◆ Exercise data ◆
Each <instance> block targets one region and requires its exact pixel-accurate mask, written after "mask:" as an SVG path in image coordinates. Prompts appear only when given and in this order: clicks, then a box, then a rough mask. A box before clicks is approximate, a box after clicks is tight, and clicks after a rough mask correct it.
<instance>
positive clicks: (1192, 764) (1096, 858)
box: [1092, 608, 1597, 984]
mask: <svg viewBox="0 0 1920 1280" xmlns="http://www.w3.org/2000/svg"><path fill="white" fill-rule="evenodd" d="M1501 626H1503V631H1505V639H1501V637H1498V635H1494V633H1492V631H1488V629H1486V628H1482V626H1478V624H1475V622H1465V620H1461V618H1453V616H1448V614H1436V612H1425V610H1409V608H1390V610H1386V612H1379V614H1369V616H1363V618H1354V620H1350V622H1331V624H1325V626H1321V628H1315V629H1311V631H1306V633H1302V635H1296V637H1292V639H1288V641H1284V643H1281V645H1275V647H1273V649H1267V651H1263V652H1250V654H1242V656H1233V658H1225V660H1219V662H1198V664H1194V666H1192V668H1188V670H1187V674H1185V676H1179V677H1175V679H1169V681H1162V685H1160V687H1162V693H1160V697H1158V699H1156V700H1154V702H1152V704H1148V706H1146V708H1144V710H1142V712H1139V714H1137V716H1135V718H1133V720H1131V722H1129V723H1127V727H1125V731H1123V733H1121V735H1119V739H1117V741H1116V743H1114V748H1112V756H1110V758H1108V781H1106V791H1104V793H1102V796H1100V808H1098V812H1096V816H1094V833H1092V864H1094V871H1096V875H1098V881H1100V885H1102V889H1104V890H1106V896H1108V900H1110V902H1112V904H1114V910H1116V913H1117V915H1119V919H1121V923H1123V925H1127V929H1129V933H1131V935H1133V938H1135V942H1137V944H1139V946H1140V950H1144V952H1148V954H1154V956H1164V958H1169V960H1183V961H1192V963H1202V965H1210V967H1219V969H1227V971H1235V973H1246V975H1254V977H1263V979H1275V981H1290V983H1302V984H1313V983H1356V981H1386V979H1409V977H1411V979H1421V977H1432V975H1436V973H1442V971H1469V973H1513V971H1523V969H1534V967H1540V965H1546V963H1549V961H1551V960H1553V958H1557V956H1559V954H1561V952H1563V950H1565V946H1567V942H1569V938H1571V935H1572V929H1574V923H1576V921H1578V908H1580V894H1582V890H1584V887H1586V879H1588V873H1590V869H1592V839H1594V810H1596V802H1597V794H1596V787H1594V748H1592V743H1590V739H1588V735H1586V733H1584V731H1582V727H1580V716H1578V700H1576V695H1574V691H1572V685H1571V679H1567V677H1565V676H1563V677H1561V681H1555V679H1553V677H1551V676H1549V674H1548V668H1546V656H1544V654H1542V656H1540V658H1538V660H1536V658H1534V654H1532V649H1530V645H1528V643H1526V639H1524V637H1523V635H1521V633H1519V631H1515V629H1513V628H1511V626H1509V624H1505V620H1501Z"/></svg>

◆ Try it ◆
Each line of the entries that contains the word "instance" should be listed.

◆ Output of the exercise ◆
Each <instance> block targets one region and requires its exact pixel-accurate mask, written after "mask:" as an SVG path in image coordinates. Prompts appear only when given and in this order: clicks, then a box, then a rough mask. A box before clicks is approximate, a box after clicks is tight, and clicks after a rough mask correct it.
<instance>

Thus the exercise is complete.